*** DATA SECTION

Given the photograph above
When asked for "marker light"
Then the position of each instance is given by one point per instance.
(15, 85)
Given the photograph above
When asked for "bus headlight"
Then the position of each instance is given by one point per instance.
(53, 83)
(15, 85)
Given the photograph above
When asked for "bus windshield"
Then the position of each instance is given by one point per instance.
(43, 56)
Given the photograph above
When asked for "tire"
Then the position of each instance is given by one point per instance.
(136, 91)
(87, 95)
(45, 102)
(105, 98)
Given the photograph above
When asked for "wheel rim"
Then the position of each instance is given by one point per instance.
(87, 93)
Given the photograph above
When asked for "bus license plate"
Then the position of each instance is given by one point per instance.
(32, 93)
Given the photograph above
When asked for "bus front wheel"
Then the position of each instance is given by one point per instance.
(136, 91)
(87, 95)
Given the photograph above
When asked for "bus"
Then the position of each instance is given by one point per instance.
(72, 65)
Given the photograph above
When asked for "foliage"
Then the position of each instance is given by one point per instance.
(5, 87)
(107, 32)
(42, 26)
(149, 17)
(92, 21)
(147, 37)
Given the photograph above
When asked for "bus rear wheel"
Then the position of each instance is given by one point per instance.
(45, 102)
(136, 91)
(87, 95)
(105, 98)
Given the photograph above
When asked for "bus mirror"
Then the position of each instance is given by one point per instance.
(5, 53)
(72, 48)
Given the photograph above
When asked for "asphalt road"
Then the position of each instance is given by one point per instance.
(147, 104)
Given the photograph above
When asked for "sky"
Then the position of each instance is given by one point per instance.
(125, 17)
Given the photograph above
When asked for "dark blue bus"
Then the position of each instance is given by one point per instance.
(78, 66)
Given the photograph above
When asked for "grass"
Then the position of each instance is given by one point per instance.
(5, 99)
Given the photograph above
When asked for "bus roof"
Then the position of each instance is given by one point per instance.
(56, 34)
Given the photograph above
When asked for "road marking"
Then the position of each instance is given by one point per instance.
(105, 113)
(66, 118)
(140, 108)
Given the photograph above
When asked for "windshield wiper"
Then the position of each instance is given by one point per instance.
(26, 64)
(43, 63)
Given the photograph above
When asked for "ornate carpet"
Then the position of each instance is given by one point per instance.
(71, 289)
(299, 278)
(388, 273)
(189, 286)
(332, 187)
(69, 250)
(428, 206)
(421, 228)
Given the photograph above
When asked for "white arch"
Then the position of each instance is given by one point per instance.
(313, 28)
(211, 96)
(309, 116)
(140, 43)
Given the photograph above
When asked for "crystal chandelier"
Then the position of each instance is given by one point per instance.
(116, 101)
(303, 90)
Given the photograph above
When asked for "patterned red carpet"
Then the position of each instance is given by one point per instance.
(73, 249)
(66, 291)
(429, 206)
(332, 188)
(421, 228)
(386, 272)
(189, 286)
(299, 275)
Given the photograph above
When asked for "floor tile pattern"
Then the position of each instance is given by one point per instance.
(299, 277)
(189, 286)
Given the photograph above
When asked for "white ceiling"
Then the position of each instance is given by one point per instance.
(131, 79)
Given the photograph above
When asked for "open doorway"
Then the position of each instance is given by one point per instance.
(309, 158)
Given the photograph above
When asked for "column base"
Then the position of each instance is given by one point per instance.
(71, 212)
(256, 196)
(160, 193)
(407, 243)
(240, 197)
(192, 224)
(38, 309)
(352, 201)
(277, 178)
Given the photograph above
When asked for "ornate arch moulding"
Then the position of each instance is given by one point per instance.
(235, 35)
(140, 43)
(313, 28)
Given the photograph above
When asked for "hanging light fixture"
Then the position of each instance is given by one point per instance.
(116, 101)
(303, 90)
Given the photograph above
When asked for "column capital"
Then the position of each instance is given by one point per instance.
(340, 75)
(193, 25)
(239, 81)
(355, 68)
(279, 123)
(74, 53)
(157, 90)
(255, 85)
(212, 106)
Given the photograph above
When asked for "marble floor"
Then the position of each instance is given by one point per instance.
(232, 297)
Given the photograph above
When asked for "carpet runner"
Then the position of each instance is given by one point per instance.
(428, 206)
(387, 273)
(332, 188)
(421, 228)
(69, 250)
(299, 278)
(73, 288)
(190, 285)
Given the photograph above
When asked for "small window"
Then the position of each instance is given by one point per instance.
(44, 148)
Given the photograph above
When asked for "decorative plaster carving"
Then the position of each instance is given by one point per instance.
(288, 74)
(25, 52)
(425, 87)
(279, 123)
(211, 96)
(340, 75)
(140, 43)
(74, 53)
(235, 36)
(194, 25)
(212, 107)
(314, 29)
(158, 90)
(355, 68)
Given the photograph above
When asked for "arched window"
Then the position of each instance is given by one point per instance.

******

WORK REQUIRED: Can you give every line above again, exactly as written?

EXPECTED ANSWER:
Given the photograph above
When asked for "marker light"
Then the position of each instance is given by one point per instance.
(15, 85)
Given the photograph above
When asked for "bus headlight"
Then the position of each instance is given by one point per instance.
(53, 83)
(15, 85)
Given the photograph above
When asked for "bus windshield"
Then the position of each instance is given by one point per instance.
(43, 56)
Given the photograph above
When asked for "tire"
Then the position of each instance is given by one point per instance.
(136, 91)
(87, 95)
(45, 102)
(105, 98)
Given the photograph above
When asked for "wheel rim"
Then the position of each instance is given by one point per instance.
(87, 93)
Given the photograph above
When asked for "bus license plate"
Then the position of each instance is given by one point per instance.
(32, 93)
Given the photograph above
When asked for "bus front wheel"
Then the position of each instance is given by one point per instance.
(136, 91)
(87, 95)
Given the photograph above
When asked for "bus"
Then the position of each instance is given by one point per instance.
(72, 65)
Given the photograph above
When asked for "foliage"
Then the position of each instance is given by one point per instance.
(5, 87)
(107, 32)
(42, 26)
(149, 17)
(92, 21)
(147, 37)
Given the photograph above
When asked for "bus rear wheel"
Then the position of each instance is given by one point per instance.
(45, 102)
(136, 91)
(87, 95)
(105, 98)
Given the photograph above
When asked for "bus mirror"
Then the position of each instance is given by one point per instance.
(5, 53)
(72, 48)
Given the photograph above
When asked for "asphalt road"
Then the position of each instance is given by one point per instance.
(147, 104)
Given the photograph above
When asked for "sky"
Then the position of each instance is given by one point per instance.
(125, 17)
Given the photograph above
When asked for "dark blue bus"
Then the position of each instance is given by one point per instance.
(78, 66)
Given the photograph above
When asked for "grass"
Then the position of each instance is given by one point per instance.
(5, 99)
Given the photograph above
When asked for "bus roof"
Then the position of each instance is given by one point per instance.
(56, 34)
Given the photograph above
When asked for "road marking"
Then the position of each instance is given by one point per instance.
(105, 113)
(66, 118)
(140, 108)
Given the photograph above
When asked for "windshield wiper"
Then the position of each instance is given by one point per instance.
(26, 64)
(43, 63)
Given the photograph above
When asked for "ornate carpet"
Then the position of each instance is given by one point per instance.
(71, 289)
(299, 278)
(388, 273)
(189, 286)
(332, 187)
(69, 250)
(428, 206)
(421, 228)
Given the photograph above
When asked for "white arch"
Then the position of each instance is given by one point per instance.
(313, 28)
(211, 96)
(309, 116)
(140, 43)
Given the photograph above
When asked for "crystal chandelier"
Then the position of each instance is given by one point per instance.
(116, 101)
(303, 90)
Given the photograph above
When asked for "patterned red carpet"
Then the position of each instance is given by one point per instance.
(73, 249)
(66, 291)
(429, 206)
(332, 188)
(421, 228)
(386, 272)
(189, 286)
(299, 275)
Given the photograph above
When asked for "floor tile pattern"
Then the position of each instance is given by one point per instance.
(299, 277)
(189, 286)
Given the photograph above
When asked for "white ceiling"
Then the position of each instance is given by one point per instance.
(131, 79)
Given the photograph above
When asked for "open doorway"
Then the position of each instance is given by one point per instance.
(309, 158)
Given the photograph above
When asked for "column base"
Then the position of each instance is given by one point per instance.
(71, 212)
(256, 196)
(160, 193)
(407, 243)
(240, 197)
(192, 224)
(38, 309)
(352, 201)
(277, 178)
Given the photograph above
When asked for "ornate arch moulding"
Then the position of each instance is given by one point per instance.
(235, 35)
(140, 43)
(313, 28)
Given the photograph above
When asked for "hanging light fixture"
Then the position of each instance is given by one point per instance.
(116, 101)
(303, 90)
Given the photograph above
When asked for "column capital"
Then the position of each instance is given by one point per instance.
(340, 75)
(193, 25)
(239, 81)
(355, 68)
(279, 123)
(74, 53)
(157, 90)
(255, 85)
(212, 106)
Given the photograph above
When asked for "marble floor"
Then the position of each instance is given by one point per instance.
(232, 297)
Given the photograph above
When asked for "carpet runner"
Then the position of each instance is given by one point per instance.
(428, 206)
(387, 273)
(332, 188)
(421, 228)
(69, 250)
(299, 278)
(73, 288)
(190, 285)
Given the photograph above
When asked for "small window"
Then the position of each instance is given by one point per instance.
(44, 148)
Given the photograph above
When asked for "decorative plaster carving"
Then the position of each instance is given by one point per instance.
(288, 74)
(25, 52)
(425, 87)
(279, 123)
(211, 96)
(340, 75)
(140, 43)
(74, 53)
(235, 36)
(194, 25)
(212, 107)
(314, 29)
(158, 90)
(355, 68)
Given the photograph above
When asked for "arched window"
Then the position of each instance is given by one point per instance.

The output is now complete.